▸ **Dataset content**

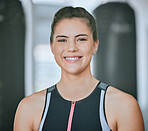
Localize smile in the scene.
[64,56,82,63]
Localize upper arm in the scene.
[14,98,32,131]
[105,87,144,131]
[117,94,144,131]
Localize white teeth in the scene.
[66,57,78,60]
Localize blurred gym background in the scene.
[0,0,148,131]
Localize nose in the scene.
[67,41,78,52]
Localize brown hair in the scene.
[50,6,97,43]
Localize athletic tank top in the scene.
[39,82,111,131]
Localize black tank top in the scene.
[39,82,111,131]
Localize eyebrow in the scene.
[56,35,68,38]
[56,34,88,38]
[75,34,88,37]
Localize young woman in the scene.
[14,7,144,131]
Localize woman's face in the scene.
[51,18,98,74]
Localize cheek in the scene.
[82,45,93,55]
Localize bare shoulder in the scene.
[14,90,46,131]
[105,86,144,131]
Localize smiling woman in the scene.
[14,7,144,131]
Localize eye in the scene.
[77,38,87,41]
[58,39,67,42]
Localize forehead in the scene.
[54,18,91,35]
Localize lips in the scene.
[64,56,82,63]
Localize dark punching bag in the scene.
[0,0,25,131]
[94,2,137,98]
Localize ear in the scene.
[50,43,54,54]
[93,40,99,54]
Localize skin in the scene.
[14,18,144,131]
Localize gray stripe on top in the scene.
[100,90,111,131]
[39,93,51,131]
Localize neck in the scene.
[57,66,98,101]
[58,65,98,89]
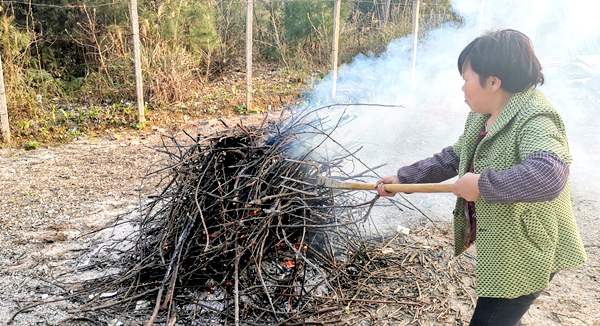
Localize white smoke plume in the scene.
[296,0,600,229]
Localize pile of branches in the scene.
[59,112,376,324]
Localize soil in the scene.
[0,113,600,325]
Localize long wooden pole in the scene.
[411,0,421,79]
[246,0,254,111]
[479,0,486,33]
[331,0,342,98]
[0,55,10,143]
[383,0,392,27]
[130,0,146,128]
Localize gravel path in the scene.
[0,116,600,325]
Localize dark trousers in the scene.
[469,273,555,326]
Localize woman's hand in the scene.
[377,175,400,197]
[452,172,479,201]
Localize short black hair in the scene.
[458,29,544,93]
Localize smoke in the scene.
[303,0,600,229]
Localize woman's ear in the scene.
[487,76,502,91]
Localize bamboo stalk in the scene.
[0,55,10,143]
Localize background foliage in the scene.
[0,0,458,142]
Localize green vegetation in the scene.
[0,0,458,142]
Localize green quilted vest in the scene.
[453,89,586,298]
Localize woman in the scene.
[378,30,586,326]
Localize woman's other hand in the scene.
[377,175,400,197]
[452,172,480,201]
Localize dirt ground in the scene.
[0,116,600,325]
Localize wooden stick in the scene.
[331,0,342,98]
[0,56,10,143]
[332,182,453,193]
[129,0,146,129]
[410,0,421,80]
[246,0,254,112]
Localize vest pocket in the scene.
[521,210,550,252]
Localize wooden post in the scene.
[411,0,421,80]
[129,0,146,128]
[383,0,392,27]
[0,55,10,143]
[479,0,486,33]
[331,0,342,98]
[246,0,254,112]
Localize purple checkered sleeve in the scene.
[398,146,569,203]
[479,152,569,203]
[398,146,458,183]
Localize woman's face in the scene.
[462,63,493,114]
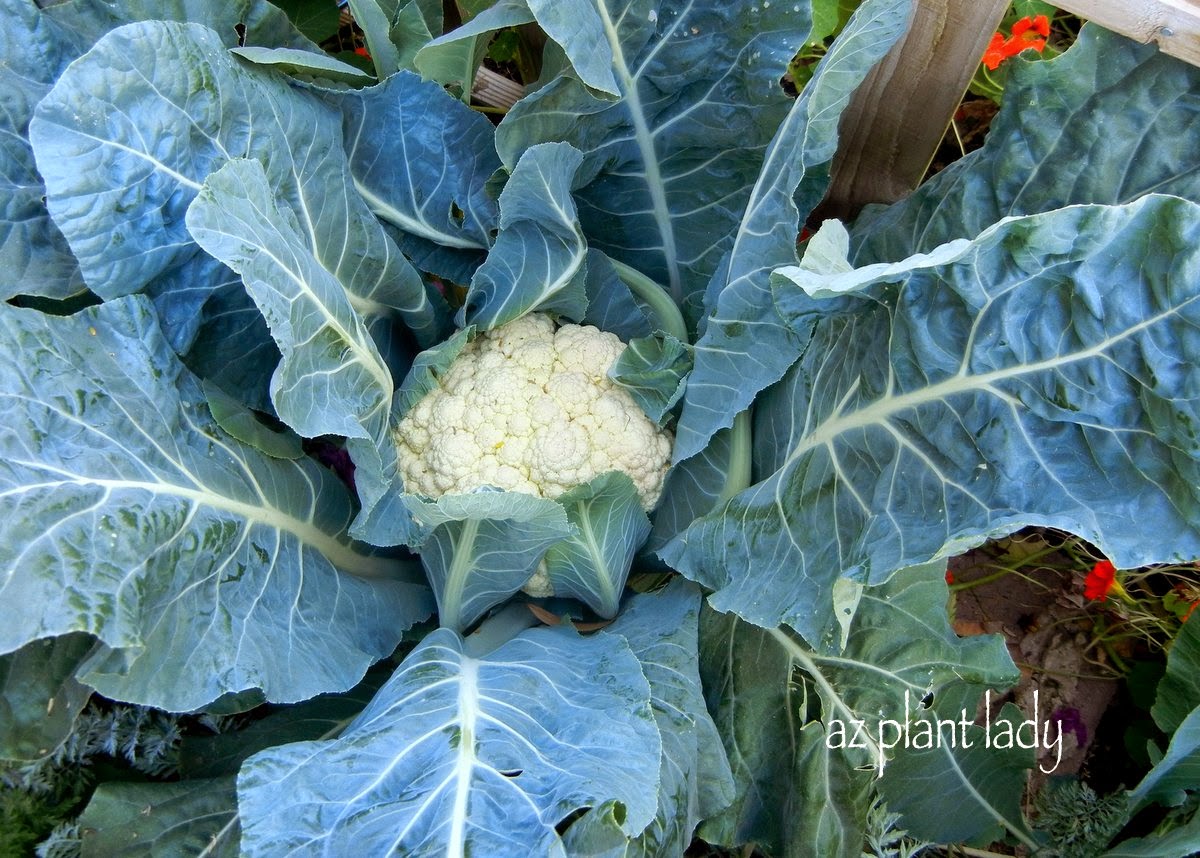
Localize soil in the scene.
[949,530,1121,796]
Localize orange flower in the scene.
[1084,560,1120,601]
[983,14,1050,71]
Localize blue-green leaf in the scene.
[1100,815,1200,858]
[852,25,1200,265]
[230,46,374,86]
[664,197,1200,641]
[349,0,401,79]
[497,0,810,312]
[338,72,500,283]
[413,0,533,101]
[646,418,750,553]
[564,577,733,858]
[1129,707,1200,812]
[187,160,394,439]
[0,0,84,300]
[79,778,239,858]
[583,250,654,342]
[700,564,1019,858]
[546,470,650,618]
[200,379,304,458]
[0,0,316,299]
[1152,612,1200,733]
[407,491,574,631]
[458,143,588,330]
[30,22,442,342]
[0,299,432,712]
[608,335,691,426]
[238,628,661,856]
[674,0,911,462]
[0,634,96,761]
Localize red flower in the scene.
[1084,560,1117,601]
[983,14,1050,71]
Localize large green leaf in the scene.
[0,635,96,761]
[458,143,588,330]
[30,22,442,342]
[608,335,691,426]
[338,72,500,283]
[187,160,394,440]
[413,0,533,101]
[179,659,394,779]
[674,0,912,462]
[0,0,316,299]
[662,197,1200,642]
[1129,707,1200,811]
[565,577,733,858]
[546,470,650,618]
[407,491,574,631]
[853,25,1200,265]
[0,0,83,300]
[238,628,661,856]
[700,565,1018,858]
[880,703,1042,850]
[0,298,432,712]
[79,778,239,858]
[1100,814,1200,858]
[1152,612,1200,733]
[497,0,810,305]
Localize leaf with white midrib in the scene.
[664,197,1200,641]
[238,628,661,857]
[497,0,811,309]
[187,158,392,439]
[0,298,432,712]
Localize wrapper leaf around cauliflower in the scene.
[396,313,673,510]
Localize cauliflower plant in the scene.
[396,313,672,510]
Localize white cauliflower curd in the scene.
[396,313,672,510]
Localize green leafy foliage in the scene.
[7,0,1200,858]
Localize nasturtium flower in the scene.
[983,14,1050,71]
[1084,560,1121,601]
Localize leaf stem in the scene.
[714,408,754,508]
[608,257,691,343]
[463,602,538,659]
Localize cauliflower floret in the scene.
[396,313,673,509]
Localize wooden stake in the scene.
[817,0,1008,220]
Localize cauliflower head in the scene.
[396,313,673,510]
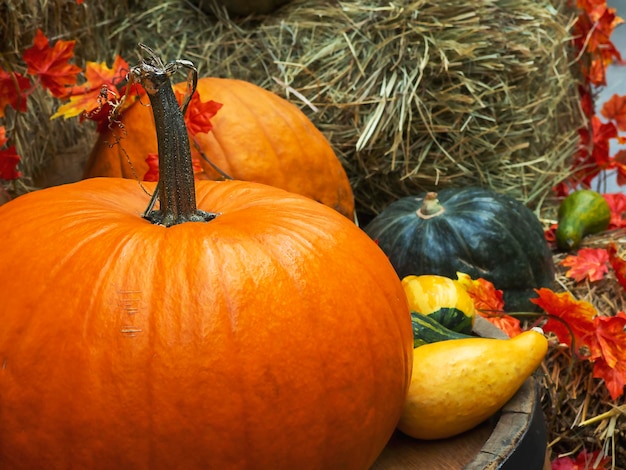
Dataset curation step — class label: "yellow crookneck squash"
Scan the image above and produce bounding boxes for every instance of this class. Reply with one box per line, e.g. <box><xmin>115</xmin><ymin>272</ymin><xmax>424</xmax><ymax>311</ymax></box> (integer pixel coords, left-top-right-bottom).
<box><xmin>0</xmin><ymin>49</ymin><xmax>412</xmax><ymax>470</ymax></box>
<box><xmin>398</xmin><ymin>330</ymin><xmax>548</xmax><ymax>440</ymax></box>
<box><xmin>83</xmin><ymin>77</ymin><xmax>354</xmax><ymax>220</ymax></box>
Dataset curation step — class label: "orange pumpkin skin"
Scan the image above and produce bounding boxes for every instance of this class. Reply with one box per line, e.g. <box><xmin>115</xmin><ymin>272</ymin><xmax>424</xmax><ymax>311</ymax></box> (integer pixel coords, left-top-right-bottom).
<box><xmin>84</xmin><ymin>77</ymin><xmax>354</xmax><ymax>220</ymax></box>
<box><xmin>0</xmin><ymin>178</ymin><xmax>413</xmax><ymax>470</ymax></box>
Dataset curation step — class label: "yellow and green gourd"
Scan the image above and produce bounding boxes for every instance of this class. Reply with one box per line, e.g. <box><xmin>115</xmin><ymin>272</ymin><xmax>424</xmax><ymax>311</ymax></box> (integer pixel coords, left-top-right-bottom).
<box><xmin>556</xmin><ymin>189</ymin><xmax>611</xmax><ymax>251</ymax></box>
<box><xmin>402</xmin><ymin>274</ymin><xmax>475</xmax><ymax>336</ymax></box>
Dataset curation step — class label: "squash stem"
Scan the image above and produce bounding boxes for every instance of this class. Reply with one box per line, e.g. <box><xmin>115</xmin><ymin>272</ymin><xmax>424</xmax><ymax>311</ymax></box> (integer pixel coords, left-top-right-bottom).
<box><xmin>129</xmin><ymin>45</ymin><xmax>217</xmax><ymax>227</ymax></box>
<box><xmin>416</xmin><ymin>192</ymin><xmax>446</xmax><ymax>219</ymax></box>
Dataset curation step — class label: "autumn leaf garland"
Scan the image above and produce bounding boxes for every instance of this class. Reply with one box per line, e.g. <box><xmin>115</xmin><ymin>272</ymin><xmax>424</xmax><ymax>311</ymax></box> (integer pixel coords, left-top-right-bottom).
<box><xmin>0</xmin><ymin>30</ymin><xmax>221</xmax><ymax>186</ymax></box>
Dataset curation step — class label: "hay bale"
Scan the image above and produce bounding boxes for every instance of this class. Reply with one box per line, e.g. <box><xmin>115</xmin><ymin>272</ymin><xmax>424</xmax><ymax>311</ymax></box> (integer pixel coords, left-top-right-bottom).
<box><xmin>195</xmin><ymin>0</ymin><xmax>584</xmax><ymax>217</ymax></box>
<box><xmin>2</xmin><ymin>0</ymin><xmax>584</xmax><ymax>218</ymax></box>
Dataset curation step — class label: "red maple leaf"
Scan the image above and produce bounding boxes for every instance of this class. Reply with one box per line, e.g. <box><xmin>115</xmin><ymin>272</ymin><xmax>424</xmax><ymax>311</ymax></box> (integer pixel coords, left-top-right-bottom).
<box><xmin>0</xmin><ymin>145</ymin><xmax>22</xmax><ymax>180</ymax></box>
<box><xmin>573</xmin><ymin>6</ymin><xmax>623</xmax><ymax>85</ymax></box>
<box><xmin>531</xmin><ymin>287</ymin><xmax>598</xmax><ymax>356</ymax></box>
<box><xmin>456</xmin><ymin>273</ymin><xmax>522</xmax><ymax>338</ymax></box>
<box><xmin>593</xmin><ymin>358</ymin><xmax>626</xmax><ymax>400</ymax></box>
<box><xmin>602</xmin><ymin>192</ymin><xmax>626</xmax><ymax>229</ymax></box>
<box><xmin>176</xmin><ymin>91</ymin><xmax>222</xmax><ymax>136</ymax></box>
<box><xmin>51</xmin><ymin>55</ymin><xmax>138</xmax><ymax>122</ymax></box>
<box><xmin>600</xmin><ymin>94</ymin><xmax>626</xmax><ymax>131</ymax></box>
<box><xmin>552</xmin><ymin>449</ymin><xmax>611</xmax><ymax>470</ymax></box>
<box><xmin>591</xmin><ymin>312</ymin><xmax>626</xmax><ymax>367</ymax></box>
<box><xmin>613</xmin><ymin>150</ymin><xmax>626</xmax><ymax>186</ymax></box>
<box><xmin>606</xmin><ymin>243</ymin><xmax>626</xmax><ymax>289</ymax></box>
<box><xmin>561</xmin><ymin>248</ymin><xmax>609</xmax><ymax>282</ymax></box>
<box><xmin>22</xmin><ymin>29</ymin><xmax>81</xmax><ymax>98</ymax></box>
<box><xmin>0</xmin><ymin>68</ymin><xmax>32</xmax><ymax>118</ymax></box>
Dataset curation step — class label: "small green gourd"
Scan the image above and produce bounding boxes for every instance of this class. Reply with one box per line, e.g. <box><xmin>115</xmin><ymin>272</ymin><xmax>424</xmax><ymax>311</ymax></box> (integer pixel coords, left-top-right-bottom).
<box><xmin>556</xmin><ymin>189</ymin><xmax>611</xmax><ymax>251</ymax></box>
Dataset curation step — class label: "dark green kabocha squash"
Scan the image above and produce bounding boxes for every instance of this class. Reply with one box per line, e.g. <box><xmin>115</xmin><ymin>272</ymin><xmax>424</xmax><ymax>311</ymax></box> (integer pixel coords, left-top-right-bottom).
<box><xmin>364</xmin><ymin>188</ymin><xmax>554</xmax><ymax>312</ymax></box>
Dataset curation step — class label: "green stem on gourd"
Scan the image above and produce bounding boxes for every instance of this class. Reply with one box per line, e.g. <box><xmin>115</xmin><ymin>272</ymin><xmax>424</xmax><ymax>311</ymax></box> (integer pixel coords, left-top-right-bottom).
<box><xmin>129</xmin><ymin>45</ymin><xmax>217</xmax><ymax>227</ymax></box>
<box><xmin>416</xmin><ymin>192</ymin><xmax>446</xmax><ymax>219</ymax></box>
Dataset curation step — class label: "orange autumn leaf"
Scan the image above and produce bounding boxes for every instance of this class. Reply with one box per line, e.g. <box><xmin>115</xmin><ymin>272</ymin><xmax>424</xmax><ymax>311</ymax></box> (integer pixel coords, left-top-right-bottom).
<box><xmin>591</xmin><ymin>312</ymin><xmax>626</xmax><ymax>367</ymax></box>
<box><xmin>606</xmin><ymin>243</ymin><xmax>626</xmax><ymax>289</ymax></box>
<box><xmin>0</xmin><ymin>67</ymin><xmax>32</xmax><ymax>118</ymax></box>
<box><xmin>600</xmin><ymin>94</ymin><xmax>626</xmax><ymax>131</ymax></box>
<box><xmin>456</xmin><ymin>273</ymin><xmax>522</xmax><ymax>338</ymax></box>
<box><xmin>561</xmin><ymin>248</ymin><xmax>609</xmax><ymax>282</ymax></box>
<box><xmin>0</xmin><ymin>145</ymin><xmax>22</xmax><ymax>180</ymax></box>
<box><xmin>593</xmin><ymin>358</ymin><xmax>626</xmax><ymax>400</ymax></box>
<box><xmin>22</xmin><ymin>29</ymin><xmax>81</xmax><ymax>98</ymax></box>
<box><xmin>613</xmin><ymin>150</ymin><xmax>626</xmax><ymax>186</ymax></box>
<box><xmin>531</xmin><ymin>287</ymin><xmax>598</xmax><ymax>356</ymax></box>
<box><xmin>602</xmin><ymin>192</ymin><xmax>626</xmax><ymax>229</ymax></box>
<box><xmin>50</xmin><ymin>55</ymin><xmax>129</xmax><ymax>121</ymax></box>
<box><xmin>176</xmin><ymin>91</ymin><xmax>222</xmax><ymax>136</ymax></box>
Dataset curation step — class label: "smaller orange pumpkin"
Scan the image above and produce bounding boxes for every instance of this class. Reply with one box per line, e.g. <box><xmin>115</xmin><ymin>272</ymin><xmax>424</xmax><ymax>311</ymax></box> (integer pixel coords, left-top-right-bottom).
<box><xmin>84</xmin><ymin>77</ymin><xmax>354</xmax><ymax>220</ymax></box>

▸ **Work instructions**
Update the lines beginning at the one containing "Localize woman's hand in the scene." and ending after the one containing "[453,89,586,298]", replacing "woman's" with "person's" and changing nothing else.

▸ **Solved exercise**
Localize person's hand in the scene.
[377,175,400,197]
[452,172,479,201]
Localize short black hair in the scene.
[458,29,544,93]
Localize smoke in the scene.
[303,0,600,229]
Localize person's ear in the scene.
[487,76,502,91]
Localize bamboo stalk in the scene.
[0,55,10,143]
Localize background foliage in the scene.
[0,0,458,142]
Localize green vegetation in the scene.
[0,0,458,142]
Localize green quilted vest in the scene.
[453,89,586,298]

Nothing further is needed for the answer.